Исходный текст:
-*-*-
О том, как попасть на философский костер или интуиция о фениксе (1)


Я должен. Подлое, мерзкое, несправедливое «я должен», древнее, как жизнь. Жизнь раба.

Человек что-то должен с самого момента своего рождения. Должен, потому что рождается в государстве. Эта первичная, фундаментальная замкнутость абсурдна, нелепа, непереносима для мысли. «Почему, – бьется и недоумевает мысль, – почему я все-таки что-то должен?» Вопрос приходит слишком поздно, чтобы ответить на него не тривиально, чтобы вообще ответить; мудрость мудрецов заключается в том, чтобы не тратить время впустую.

[Философия Гегеля выражает сущность европейской истории так, как ее создали Платон и Аристотель, в этом ее мудрость, ее ценность и ее конечность. Однако возможность продолжения истории лежит в разломе очередного шаблона; для этого придется выйти за пределы государства и увидеть альтернативное бытие Господина и Раба.]

«Сократ и Здравый Смысл» – так называется самая важная и древняя человеческая история, история бунта против мудрости. Она начинается с неследования долженствованию, это всегда выход за пределы очевидности, движение от пошлости и фальши по направлению к искренности. Акт творения истории философами становится понятным, когда мы вглядываемся в суть отношений любого исторического действия и предшествующего ему миропорядка. История есть последовательное снятие долженствований человеческого и создания новых.

[Человеческая история начинается с битвы, в которой с очевидностью побеждает философия. Спор о влиянии, которое она оказывает на историю, становится излишним; последняя не состоялась бы без первой, Раб не существует без Господина. В интерпретации Кожева настораживает следующее: неудовлетворительное положение раба заставляет его трудиться, выходом из неудовлетворительного состояния Господина является лишь смерть. Господину, в отличие от Раба, отказано в возможности самоизменения, он исчерпал весь потенциал признания и замкнут в своем господстве, пусть и не совершенном2. Однако, оценив раз признание выше собственной жизни, Господин стремился быть признанным не-Рабом; для него, рисковавшего собственной жизнью, неудача означает поражение, которое он не склонен принять по своей природе. Для того, чтобы страх Раба перестал быть парализующим и стал деятельным, изменив свою природу, необходимо движение со стороны Господина, которое он и совершает. Более того, в определенный момент Господин неизбежно начинает помогать Рабу в его становлении, обучать его, приближая желанный для обоих момент «диалектического снятия». История есть не только «история трудящегося раба», но и направляющего Господина. Опасность возникает в момент, когда Господин забывает, что он Господин; стремясь помочь истории и взаимодействуя с ней, философия теряет себя].

Человеческая история есть порождение философской свободы в противоположность необходимости. В короткий миг существования этой свободы греческая философия создает фундамент, который оказывается достаточен для существования и движения европейской культуры на протяжении двух тысяч лет – она творит идеал существования3. Греческие философы воплощают этот идеал в своей жизни, они вполне независимы, признания со стороны друг друга им достаточно. Иначе дело обстоит с не-философами, которые не способны ни к созданию собственного блага, ни к пониманию его4. История начинается с желания не-философов приобщиться к философскому образу жизни, олицетворяющему собой все самое сокровенное. Это желание изначально выражается как ресентимент по отношению к философам, который перерастает в откровенную вражду, выразившуюся в суде над Сократом.
-*-*-
Представленные данные:
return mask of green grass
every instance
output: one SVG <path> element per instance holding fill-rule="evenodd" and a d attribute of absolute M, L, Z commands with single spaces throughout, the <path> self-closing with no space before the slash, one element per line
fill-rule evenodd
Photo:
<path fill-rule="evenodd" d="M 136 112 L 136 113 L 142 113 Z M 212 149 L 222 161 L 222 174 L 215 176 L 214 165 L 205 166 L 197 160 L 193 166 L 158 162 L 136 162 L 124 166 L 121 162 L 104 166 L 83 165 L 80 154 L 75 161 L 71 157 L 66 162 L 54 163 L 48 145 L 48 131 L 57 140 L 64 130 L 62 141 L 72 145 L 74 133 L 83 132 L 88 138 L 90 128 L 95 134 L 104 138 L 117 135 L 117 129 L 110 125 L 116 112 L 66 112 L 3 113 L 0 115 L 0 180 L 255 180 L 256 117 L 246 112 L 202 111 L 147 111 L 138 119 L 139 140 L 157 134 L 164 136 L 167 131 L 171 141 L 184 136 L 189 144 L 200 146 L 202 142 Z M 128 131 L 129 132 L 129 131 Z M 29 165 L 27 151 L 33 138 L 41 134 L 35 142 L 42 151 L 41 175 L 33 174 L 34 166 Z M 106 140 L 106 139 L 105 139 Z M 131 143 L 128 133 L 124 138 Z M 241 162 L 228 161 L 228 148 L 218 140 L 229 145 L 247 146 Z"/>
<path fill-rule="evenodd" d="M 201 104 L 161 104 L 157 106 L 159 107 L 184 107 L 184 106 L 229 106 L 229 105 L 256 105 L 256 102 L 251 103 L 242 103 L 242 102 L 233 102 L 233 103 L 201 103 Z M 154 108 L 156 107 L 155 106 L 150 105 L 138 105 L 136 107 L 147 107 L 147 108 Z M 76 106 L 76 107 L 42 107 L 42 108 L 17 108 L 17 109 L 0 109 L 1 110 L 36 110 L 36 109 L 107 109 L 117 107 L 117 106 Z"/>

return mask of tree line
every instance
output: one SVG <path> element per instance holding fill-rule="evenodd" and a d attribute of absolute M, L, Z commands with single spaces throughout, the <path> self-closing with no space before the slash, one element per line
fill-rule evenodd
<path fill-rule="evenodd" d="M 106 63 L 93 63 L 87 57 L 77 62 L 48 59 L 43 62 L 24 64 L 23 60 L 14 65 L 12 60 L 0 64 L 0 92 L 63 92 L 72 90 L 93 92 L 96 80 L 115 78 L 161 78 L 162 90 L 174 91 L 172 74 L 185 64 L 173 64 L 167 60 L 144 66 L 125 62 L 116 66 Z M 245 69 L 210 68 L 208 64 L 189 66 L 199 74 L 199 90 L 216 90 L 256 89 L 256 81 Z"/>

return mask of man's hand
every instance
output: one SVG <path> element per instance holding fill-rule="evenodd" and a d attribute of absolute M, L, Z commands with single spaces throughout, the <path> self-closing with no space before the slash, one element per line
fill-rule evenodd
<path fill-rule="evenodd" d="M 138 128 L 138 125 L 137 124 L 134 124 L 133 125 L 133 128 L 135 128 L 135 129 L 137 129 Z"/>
-*-*-
Инструкции к упражнению:
A - Как, согласно тексту о философии и истории, называется самая важная и древняя человеческая история?
B - Перепечатайте из текста о философии и истории фрагмент от слов «Человеческая история есть» до слов «суде над Сократом.» включительно.
Записи взяты из другого источника.

Ответы по заданиям:
A - «Сократ и Здравый Смысл».

B -
Человеческая история есть порождение философской свободы в противоположность необходимости. В короткий миг существования этой свободы греческая философия создает фундамент, который оказывается достаточен для существования и движения европейской культуры на протяжении двух тысяч лет – она творит идеал существования3. Греческие философы воплощают этот идеал в своей жизни, они вполне независимы, признания со стороны друг друга им достаточно. Иначе дело обстоит с не-философами, которые не способны ни к созданию собственного блага, ни к пониманию его4. История начинается с желания не-философов приобщиться к философскому образу жизни, олицетворяющему собой все самое сокровенное. Это желание изначально выражается как ресентимент по отношению к философам, который перерастает в откровенную вражду, выразившуюся в суде над Сократом.